Exercise —
Do these statements agree with the ProCan Software Engineering page below? Answer yes or no for each, quoting the words of the page that decide it. 1. The pipeline draws on both cloud computing and an on-site computing facility. 2. ProCan's computation was automated from the very start. 3. POCKet is the name of the digital pathology platform.

Page text —
ProCan Software Engineering

Research Overview

The mission of the ProCan Software Engineering team is to provide powerful but frictionless computational capabilities so that our scientists can focus on the science unconstrained by limitations in their computing environment, while ensuring data security and data quality.

Modern biological research is as much about number crunching and sophisticated data analytics as it is about peering down a microscope.

In the case of ProCan, a significant amount of computation needs to happen before the raw output from our mass spectrometers can be used to answer clinical questions.  At the start of the ProCan journey, this computation was handled by individual researchers however as ProCan grew, it became clear that to scale, this computational step would need to become 'Business as Usual' and some automation was needed.

ProCan's Software engineering team have created a highly automated computational pipeline for Proteomics data processing.  The pipeline uses a hybrid Kubernetes cluster to manage computing resources and execute individual parts of the computational flow.  This kubernetes environment is able to leverage both Cloud computing capacity via AWS EC2 instances and capacity in our own High Performance Computing facility on-site at Westmead.  Our Software team built custom software (we call it SWON) to manage and track all aspects of the computational runs.

In addition to the computational pipeline, the Software Engineering team manages all of ProCan's over 2 Petabytes of on-site storage and the hybrid-cloud environments used for ad-hoc computation the Proteomics and Cancer Data Science teams.

The Software Engineering team balances DevOps support of the ProCan environments with major application development. Current projects include integration of a digital pathology platform (Omero) for secure web-based external pathology review of samples; development of a federated query database (POCKet) to access all ProCan’s proteomic, genomic, clinical and other data; and launching an end-to-end Laboratory Information Management System (ProLIMS).

Extracted material —

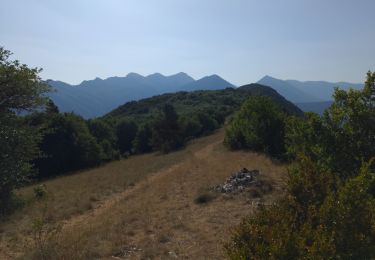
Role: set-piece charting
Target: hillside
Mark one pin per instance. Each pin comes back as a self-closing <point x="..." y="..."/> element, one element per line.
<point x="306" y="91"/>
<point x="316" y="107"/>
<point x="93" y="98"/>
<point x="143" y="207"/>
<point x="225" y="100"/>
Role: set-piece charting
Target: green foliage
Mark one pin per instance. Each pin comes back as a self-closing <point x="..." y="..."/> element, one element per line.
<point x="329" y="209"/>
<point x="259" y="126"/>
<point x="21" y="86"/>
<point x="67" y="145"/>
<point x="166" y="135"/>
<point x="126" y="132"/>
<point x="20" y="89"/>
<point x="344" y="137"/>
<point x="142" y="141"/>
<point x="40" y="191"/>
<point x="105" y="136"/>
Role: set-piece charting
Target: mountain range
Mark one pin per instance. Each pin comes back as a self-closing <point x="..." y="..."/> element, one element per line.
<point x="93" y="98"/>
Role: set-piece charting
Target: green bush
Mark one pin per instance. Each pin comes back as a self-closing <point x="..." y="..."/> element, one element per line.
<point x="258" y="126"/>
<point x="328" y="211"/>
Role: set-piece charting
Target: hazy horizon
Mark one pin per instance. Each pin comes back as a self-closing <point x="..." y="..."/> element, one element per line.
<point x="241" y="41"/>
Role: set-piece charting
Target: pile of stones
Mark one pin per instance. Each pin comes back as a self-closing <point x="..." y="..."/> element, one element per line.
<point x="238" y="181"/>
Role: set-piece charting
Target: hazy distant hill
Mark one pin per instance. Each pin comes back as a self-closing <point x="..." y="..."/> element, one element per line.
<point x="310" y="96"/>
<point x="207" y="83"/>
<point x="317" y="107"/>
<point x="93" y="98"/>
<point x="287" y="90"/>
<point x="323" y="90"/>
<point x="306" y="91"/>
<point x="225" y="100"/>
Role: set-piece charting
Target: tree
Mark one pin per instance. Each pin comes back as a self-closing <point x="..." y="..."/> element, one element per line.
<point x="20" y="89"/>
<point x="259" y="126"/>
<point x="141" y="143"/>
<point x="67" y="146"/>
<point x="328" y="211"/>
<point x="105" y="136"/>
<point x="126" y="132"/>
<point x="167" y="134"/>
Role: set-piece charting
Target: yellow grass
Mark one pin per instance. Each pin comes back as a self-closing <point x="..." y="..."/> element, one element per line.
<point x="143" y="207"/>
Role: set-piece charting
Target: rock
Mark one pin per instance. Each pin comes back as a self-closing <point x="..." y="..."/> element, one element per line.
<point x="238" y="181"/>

Exercise result —
1. Yes: "This kubernetes environment is able to leverage both Cloud computing capacity via AWS EC2 instances and capacity in our own High Performance Computing facility on-site at Westmead."
2. No: "At the start of the ProCan journey, this computation was handled by individual researchers."
3. No: "a digital pathology platform (Omero)"; POCKet is "a federated query database (POCKet)".